Directions: Update the material below by replacing every occurrence of "marker" with "pin" and keeping everything else unchanged.

----- Excerpted records

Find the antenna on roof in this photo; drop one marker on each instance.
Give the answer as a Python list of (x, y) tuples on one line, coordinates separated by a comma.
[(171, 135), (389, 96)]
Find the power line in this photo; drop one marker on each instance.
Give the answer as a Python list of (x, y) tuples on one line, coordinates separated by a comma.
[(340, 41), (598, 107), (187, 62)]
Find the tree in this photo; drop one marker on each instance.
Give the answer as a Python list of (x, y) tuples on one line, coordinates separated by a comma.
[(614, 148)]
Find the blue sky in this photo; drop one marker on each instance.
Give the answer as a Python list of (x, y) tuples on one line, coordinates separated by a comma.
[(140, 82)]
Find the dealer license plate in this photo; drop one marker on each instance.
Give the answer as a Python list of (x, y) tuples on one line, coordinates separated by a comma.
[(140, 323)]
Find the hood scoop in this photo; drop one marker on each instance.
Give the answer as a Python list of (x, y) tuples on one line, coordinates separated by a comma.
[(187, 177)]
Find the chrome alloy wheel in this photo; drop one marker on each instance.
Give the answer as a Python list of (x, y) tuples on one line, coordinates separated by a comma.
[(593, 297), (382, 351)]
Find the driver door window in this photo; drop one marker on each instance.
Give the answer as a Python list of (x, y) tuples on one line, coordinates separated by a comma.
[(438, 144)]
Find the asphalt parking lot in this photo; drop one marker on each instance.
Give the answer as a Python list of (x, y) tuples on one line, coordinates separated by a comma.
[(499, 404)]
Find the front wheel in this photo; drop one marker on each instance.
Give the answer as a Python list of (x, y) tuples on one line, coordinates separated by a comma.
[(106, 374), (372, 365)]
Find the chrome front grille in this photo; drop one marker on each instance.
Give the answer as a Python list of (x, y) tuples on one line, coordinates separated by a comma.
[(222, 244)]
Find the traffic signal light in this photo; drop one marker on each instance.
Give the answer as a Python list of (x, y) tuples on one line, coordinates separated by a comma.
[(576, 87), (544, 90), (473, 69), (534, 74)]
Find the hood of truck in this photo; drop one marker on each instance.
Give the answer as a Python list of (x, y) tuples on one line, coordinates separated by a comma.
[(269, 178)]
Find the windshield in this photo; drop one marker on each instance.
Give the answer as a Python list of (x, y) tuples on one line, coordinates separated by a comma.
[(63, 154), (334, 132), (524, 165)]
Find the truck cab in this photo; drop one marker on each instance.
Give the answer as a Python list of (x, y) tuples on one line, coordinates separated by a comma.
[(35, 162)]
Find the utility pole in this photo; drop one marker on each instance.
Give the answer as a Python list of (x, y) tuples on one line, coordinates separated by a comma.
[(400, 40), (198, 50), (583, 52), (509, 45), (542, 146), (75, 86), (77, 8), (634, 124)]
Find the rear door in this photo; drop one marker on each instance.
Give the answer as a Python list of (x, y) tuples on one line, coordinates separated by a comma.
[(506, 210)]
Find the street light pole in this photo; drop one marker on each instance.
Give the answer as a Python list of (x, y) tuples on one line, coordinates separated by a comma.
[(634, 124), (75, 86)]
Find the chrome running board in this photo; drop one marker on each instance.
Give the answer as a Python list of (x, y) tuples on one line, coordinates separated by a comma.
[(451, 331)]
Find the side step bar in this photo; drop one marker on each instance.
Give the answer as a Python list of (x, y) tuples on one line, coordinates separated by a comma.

----------

Response:
Find the antenna on roof in this photo; drop one pin on each instance.
Give the answer as a Python list of (x, y) tuples on one line, coordinates separated by a comma.
[(171, 135), (389, 96)]
Find the power line in this photo; drop one pin on each instance.
Give the answer as a Python list of (x, y) tuples on one line, coordinates separated by a comma.
[(340, 41), (598, 107), (187, 62)]
Find the tree in this photo; drop one pin on each instance.
Give the answer as a Python list of (x, y) tuples on one line, coordinates separated by a comma.
[(614, 148)]
Find the blue sky in this photo; drop one pin on each instance.
Give the answer as a Python list of (x, y) tuples on one line, coordinates separated by a comma.
[(140, 82)]
Find the dealer license plate in this photo; drop one pin on each instance.
Give the answer as a Python list of (x, y) tuples on one line, coordinates separated by a comma.
[(140, 323)]
Find the hood scoop in this photo; drop one pin on each instance.
Give the answer as a Python list of (x, y) tuples on one line, coordinates separated by a comma.
[(187, 177)]
Find the chrome alloy wheel in this photo; drop one pin on each instance.
Give the answer as a Python list of (x, y) tuples on one line, coordinates separated by a comma.
[(593, 297), (382, 351)]
Find the driver door window in this photo; drop one pin on each instance.
Give the answer as a Python list of (x, y) tuples on one line, coordinates separated by a comma.
[(438, 144)]
Find the asphalt parking lot in this photo; drop one pin on each instance.
Give the answer as a Python list of (x, y) tuples on one line, coordinates separated by a comma.
[(499, 404)]
Find the front wheel in this photo; drop one pin on each instance.
Give the answer as a Python list of (x, y) tuples on one line, coordinates separated by a comma.
[(106, 374), (372, 365)]
Find the chrome front grille in this photo; drop one pin on each instance.
Give the answer as a Python list of (x, y) tuples on one line, coordinates separated by a comma.
[(222, 244)]
Find the traffic signal light in this photo; drop one pin on each instance.
Give the answer as a Python list of (x, y) tuples on one line, coordinates separated by a comma.
[(576, 87), (544, 90), (473, 69), (534, 74)]
Find the hood of truck in this photo; drop one pin on each instance.
Give the answer as a Python list of (x, y) tuples on one line, coordinates separated by a comma.
[(269, 178)]
Find the windshield in this photo; drop one pin on each instance.
Give the answer as a Python list of (x, y) tuples on one line, coordinates separated by a comma.
[(63, 154), (334, 132), (524, 165)]
Find the truck cab in this photo; drop one pin on each instance.
Give the answer as a Python list of (x, y) tuples on one line, coordinates separated by a comma.
[(35, 162)]
Find the utility pole in this photo; drop one pin on each instance.
Give the answer as a Python list of (x, y) tuples on one line, coordinates separated by a comma.
[(400, 40), (198, 50), (583, 52), (509, 45), (542, 146), (75, 86), (77, 8), (634, 124)]
Find the rear door in this photo; drop one pin on each instance.
Give the answer as a Python list of (x, y) tuples on one line, coordinates separated by a comma.
[(506, 210)]
Find the street light pole in this photo; drop one pin on each instance.
Give the answer as a Python list of (x, y) tuples on one line, coordinates separated by a comma.
[(634, 124), (75, 86)]
Find the chrome running board in this photo; drop one pin on each instance.
Give the answer as a Python list of (x, y) tuples on one line, coordinates separated by a comma.
[(451, 331)]
Find the side step bar in this photo; drop one pin on each instance.
Give the answer as a Python list of (x, y) tuples on one line, coordinates separated by a comma.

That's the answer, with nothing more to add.